- [Problem details]:
Rewrite the records below, swapping every "drill" for "exercise" and keeping everything else the same. Leave out the pictures.

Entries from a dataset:
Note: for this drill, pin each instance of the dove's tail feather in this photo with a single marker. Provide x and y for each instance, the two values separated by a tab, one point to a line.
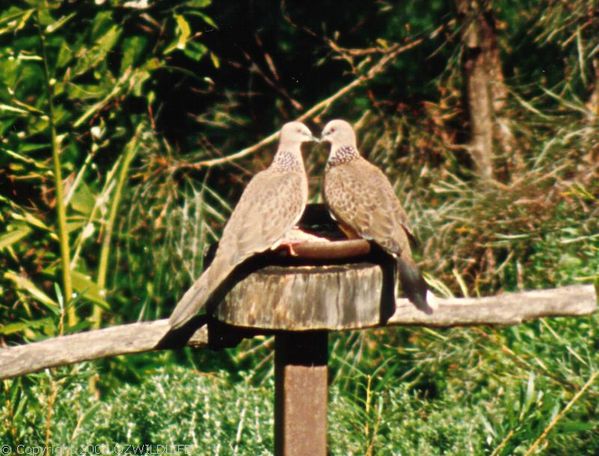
412	283
200	292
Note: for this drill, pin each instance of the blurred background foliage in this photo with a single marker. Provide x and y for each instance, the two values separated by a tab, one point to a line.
115	105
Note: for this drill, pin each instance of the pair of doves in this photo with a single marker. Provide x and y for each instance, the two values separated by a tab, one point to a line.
358	194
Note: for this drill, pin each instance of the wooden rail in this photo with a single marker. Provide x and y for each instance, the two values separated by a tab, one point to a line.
506	309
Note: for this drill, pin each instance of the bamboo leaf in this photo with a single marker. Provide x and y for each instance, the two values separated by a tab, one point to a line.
14	236
28	286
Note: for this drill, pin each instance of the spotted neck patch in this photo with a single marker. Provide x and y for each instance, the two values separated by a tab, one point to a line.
343	154
286	160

- [Complete answer]:
Note: for this exercise, pin each instance of the dove's tail feather in this photo with a single marker. Provide x and y for each instance, the two values separated by a tab, one point to a line.
412	283
200	292
Note: for this exercise, pin each instance of the blurred background foliage in this photo with a single marker. Provide x and y for each instance, the two values separated by a tab, one point to a line.
115	105
Note: for this exercise, pin each instance of the pair of doves in this photo with a single marker. Provide x and y for each instance, the two values separated by a tab, one point to a line.
358	194
Note: for this exercise, pin each instance of the wooden rail in this photo with a single marker. Provide x and y for each instance, the two values separated by a tab, one point to a line.
506	309
Note: for this exercise, pin each instance of the bamboo leaf in this photo with a single marker. Provide x and y for each instance, the two values separated by a tab, one point to a line.
14	236
28	286
Note: for this exercise, pin each instance of the spotted neck patch in this photo with a single marker. Provide x and y for each instance, the two values separated by a tab, one point to a line.
343	154
286	160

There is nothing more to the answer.